What to work on -
Scan the listing below. Report each line that includes "pixel".

Provided records -
---
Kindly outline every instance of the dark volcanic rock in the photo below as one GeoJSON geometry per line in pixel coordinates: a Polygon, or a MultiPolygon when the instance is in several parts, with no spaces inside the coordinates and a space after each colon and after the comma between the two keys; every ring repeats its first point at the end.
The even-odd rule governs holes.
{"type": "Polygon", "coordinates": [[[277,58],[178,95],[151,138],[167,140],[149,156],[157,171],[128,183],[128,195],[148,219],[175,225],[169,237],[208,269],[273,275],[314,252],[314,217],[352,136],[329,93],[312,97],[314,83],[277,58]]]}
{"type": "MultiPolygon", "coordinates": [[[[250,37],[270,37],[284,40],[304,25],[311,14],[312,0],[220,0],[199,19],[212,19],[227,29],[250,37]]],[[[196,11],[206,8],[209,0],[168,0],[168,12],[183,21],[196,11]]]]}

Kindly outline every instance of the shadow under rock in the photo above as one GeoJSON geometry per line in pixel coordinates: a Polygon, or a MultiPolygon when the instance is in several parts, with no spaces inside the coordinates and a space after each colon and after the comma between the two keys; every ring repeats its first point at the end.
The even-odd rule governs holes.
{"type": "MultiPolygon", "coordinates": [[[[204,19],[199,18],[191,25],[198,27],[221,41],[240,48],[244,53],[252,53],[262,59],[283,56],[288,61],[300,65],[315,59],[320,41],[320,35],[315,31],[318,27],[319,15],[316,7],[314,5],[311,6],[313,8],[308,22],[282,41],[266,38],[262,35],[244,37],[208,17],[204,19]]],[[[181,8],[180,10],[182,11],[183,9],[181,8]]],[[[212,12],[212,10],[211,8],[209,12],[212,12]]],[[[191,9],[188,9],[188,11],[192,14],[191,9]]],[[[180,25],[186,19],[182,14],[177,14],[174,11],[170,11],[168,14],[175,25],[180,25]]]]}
---
Answer -
Kindly outline every instance of the dark volcanic rock in the photo below as one GeoJSON geometry per line in pixel coordinates: a Polygon, or a MultiPolygon when the instance is in several parts, with no spaces inside the coordinates and a space after each colon and after the comma between the two keys; every ring repeats its first point at the end.
Kindly outline every instance of the shadow under rock in the photo above as one GeoJSON geometry per line in pixel coordinates: a Polygon, or a MultiPolygon when the instance is in several parts, with no spaces inside the coordinates and a space after each colon and after the comma between the two keys; every ring repeats its first point at the end.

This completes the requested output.